* [Written instruction]:
Transcribe the entries that follow, word for word.

* [Entries from a pointing dataset]:
<<<<

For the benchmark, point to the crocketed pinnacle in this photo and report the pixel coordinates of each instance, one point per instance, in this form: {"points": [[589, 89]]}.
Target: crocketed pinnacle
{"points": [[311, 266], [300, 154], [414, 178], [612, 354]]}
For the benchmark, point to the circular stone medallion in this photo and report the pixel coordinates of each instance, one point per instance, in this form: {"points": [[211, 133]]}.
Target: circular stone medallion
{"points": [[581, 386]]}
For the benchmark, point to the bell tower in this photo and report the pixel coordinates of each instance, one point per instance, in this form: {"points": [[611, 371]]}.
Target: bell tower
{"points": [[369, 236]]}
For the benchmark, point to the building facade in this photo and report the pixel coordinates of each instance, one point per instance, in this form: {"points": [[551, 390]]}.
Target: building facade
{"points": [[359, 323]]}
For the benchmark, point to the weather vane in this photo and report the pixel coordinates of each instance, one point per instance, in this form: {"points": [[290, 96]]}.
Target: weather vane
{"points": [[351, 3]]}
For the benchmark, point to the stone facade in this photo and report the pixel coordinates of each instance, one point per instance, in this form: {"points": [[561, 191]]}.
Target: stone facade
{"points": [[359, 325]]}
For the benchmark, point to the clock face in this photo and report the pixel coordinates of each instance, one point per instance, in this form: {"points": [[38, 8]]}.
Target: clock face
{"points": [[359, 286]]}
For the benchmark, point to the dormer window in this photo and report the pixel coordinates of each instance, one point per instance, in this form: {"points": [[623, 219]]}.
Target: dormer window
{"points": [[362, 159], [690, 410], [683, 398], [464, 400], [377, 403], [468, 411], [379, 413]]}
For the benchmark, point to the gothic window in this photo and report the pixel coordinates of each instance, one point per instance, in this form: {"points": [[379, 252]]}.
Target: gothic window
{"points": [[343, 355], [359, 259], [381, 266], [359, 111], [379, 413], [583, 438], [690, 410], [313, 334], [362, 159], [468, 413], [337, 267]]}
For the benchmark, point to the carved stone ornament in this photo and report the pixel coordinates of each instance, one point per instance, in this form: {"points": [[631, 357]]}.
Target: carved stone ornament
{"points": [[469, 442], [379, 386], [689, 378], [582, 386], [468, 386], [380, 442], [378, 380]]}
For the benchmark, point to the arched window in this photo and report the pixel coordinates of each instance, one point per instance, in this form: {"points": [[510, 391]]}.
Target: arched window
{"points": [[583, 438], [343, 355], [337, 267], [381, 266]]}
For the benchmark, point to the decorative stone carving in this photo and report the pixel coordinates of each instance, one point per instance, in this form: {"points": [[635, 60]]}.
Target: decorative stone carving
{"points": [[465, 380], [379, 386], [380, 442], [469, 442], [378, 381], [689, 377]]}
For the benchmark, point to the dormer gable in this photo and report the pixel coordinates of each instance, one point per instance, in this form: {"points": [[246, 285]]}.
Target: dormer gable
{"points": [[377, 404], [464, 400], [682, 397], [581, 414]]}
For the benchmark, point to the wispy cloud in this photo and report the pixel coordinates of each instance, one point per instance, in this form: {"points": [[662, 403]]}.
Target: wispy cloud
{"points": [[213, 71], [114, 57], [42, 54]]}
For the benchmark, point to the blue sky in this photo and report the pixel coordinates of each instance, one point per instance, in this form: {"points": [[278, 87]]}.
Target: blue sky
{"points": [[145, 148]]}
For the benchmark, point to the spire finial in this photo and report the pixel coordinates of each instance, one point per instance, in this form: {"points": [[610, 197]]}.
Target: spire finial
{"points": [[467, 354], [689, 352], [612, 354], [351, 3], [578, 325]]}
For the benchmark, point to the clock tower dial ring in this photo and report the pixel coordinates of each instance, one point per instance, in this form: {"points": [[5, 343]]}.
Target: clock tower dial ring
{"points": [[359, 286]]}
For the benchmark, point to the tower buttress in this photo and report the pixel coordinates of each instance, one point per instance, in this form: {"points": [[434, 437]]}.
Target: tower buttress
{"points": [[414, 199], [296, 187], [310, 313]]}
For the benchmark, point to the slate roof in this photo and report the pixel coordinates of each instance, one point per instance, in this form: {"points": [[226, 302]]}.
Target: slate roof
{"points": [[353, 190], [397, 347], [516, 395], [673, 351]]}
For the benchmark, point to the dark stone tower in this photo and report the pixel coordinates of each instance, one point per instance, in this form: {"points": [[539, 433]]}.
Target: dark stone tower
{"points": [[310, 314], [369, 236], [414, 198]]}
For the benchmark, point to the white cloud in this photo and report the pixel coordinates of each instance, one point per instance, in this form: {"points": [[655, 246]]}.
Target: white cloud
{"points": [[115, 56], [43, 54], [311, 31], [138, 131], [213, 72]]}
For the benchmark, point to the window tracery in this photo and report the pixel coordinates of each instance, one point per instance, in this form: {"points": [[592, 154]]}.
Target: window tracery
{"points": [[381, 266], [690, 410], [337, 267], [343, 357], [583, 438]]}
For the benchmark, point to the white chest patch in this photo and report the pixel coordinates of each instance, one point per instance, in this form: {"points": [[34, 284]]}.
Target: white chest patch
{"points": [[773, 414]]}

>>>>

* [Output of the exercise]:
For the benchmark, point to the crocketed pinnacle in this photo and report the pixel coordinates of each instance, one point per instance, in this form: {"points": [[589, 89]]}.
Target: crocketed pinnacle
{"points": [[311, 266], [300, 154], [414, 178], [612, 354]]}
For the benchmark, point to the circular stone medallion in this photo and report the pixel coordinates of each instance, one point per instance, in this form: {"points": [[211, 133]]}.
Target: circular stone medallion
{"points": [[581, 386]]}
For the benchmark, point to the bell tower in this photo and report the pixel coordinates of each instance, one point per instance, in this form: {"points": [[611, 371]]}.
Target: bell tower
{"points": [[369, 236]]}
For the benchmark, point to the building facade in this photo and report the pixel coordinates of each instance, one point per instance, in this form: {"points": [[551, 390]]}.
Target: building facade
{"points": [[359, 323]]}
For the benchmark, point to the weather vane in this photo and report the pixel coordinates of each instance, one point per instance, in this form: {"points": [[290, 96]]}.
Target: weather vane
{"points": [[351, 3]]}
For the benchmark, point to the stone facade in this photo and report the pixel coordinates of each instance, one point per instance, in this form: {"points": [[561, 191]]}.
Target: stone facade
{"points": [[359, 325]]}
For the benchmark, point to the clock face in this photo and report the pixel coordinates of each instance, one point per instance, in this form: {"points": [[38, 8]]}.
Target: clock face
{"points": [[359, 286]]}
For the benchmark, point to the dormer window in this photo and report the pixel coordinates of each instance, one point per instance, in this form: {"points": [[623, 219]]}.
Target: dormer window
{"points": [[362, 159], [690, 410], [683, 398], [464, 400], [377, 403], [468, 411], [379, 413]]}
For the benchmark, point to the gothic window in this photo and report the pixel coordinates of each instance, one point per instance, in this form: {"points": [[379, 252]]}.
Target: gothic window
{"points": [[343, 355], [359, 259], [381, 266], [359, 111], [379, 413], [583, 438], [690, 410], [313, 334], [362, 159], [468, 413], [337, 267]]}
For the benchmark, point to the carved stone ornament in this photo and report the pixel coordinates of each instance, one point per instance, in this form: {"points": [[631, 357]]}.
Target: carved stone ornament
{"points": [[469, 442], [379, 386], [689, 378], [582, 386], [468, 386], [380, 442], [378, 380]]}
For the benchmark, point to the arched window in this photo and report the pixel coordinates of each instance, one point per instance, in this form: {"points": [[510, 391]]}.
Target: arched window
{"points": [[583, 438], [343, 355], [337, 267], [381, 266]]}
For the benchmark, point to the decorative stone carving in this photo and report the pixel coordinates of each instance, one point per instance, in this form: {"points": [[635, 60]]}.
Target: decorative stone carving
{"points": [[465, 380], [379, 386], [380, 442], [469, 442], [378, 381], [689, 377]]}
For the benchmark, point to the dormer gable in this photo and report the pixel coordinates of each instance, one point per instance, in this form: {"points": [[246, 285]]}.
Target: dormer gable
{"points": [[377, 404], [464, 400], [682, 397], [581, 414]]}
For the benchmark, point to the wispy cloud in this photo and report the pixel coordinates of each instance, one point per instance, in this form: {"points": [[662, 403]]}.
Target: wispy cloud
{"points": [[213, 71], [114, 57], [42, 54]]}
For the benchmark, point to the blue sky in this photo and report the pixel coordinates of each instance, one point per instance, in this form: {"points": [[278, 87]]}.
Target: blue sky
{"points": [[145, 148]]}
For the benchmark, point to the spire finial in this photo and report the pixel coordinates of each instance, one point per instance, in this form: {"points": [[610, 197]]}.
Target: spire finial
{"points": [[467, 354], [689, 352], [612, 354], [351, 3], [578, 325]]}
For the benchmark, point to the clock tower dial ring in this photo and report the pixel coordinates of each instance, one point per instance, in this form: {"points": [[5, 343]]}.
Target: clock tower dial ring
{"points": [[359, 286]]}
For the benchmark, point to the tower buttress in this photo and report the pixel coordinates of each instance, one point per instance, in this form: {"points": [[434, 437]]}.
Target: tower buttress
{"points": [[414, 199], [296, 187], [310, 313]]}
For the benchmark, point to the slate roof in this photo and report the pixel coordinates of each instance, one point per instance, in this form: {"points": [[226, 302]]}.
Target: slate roof
{"points": [[353, 190], [397, 347], [516, 395], [673, 351]]}
For the benchmark, point to the dark stone tower in this photo and report the pixel coordinates of each instance, one point per instance, in this form: {"points": [[539, 433]]}.
Target: dark stone tower
{"points": [[310, 314], [369, 236], [414, 198]]}
For the benchmark, point to the white cloud in this photo and report the pixel coordinates of each instance, one point per instance, in this form: {"points": [[655, 246]]}.
Target: white cloud
{"points": [[115, 56], [43, 54], [311, 31], [138, 131], [213, 72]]}
For the benchmark, point to the window tracery in this photo and report the pixel coordinates of each instance, one point per instance, in this form: {"points": [[592, 154]]}.
Target: window tracery
{"points": [[381, 266], [690, 410], [337, 267], [343, 357], [583, 438]]}
For the benchmark, point to the white chest patch in this photo and report the pixel coordinates of each instance, one point per instance, in this form: {"points": [[34, 284]]}.
Target: white chest patch
{"points": [[773, 414]]}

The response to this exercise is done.